Note each line in the data holding the string "hair" and report it.

(Free-text object descriptions)
++++

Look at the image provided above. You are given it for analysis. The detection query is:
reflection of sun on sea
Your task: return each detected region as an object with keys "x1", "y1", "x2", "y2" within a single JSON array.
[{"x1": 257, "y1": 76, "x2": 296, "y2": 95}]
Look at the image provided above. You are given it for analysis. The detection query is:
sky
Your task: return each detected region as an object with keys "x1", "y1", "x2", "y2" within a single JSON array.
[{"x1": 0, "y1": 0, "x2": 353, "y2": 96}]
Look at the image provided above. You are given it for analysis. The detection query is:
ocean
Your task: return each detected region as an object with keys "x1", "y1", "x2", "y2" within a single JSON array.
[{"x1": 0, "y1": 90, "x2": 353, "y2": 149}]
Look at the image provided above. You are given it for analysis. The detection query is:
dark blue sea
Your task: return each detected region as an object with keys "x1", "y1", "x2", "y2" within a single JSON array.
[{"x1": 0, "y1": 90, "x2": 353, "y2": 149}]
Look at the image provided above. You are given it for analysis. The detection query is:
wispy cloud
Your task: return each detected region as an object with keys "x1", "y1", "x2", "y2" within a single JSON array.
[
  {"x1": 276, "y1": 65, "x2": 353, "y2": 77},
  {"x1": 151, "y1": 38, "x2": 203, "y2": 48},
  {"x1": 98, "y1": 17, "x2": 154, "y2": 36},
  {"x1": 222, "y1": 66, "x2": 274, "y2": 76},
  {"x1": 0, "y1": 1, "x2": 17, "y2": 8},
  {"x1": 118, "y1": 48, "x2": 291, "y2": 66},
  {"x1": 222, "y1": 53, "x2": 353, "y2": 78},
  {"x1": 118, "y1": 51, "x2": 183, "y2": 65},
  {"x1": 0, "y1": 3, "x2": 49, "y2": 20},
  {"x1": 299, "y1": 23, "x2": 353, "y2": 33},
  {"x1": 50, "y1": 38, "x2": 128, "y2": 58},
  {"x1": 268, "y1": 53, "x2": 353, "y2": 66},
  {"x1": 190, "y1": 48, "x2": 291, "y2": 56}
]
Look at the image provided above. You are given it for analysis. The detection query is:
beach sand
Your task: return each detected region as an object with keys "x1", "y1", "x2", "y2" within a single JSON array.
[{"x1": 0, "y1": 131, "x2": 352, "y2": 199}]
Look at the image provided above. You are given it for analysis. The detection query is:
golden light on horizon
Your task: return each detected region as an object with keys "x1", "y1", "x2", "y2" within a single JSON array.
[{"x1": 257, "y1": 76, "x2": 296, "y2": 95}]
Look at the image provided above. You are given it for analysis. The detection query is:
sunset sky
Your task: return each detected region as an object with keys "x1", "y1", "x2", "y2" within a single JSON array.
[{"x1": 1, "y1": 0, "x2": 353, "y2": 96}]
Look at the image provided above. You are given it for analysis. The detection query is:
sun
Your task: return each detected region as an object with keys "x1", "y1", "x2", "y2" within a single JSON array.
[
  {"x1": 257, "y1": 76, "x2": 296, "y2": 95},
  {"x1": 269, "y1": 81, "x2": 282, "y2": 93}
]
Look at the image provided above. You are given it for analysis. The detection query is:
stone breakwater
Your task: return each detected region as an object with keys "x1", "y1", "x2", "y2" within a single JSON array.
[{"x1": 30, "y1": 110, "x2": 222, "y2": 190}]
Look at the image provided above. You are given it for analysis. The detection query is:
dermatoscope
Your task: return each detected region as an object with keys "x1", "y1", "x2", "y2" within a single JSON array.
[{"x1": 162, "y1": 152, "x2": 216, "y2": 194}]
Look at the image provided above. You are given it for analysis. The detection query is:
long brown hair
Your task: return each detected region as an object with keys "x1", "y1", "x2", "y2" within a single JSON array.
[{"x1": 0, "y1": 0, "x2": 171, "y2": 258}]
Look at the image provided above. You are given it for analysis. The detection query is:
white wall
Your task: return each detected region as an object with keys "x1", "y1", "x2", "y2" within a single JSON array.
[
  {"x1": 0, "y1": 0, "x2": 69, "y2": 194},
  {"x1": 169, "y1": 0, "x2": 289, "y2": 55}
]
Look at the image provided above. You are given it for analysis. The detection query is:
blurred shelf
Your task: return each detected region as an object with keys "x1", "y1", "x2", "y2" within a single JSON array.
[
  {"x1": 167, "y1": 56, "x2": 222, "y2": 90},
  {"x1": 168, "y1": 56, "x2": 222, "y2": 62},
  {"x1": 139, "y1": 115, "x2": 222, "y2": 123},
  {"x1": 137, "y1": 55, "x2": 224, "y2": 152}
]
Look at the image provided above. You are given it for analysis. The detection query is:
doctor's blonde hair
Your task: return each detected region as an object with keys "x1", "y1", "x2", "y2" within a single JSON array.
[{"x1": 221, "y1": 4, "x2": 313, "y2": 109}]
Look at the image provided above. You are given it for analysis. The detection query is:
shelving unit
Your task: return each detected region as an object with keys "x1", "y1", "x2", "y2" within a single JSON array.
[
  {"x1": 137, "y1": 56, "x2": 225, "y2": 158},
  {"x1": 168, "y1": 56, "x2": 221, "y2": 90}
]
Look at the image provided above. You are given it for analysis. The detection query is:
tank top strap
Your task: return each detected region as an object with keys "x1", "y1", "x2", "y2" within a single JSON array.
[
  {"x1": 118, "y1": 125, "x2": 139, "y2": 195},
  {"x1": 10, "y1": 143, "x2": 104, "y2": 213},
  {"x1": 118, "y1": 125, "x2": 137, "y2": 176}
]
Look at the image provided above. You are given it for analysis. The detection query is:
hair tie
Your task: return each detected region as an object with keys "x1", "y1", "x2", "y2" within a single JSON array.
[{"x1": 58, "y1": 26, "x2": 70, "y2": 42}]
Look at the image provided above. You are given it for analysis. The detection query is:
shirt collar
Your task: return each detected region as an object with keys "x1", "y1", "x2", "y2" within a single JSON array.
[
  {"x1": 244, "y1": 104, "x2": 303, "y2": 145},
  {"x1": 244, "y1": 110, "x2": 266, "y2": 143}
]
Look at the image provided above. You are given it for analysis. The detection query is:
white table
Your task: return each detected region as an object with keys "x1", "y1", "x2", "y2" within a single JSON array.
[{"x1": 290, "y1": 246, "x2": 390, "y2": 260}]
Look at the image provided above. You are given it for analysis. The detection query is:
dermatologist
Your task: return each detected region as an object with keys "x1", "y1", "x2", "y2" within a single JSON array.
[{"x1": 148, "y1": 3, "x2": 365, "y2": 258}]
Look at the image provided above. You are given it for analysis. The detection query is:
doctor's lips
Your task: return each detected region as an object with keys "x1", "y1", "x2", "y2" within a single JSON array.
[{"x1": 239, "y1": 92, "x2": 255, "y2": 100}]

++++

**TASK RESPONSE**
long brown hair
doctor's blonde hair
hair tie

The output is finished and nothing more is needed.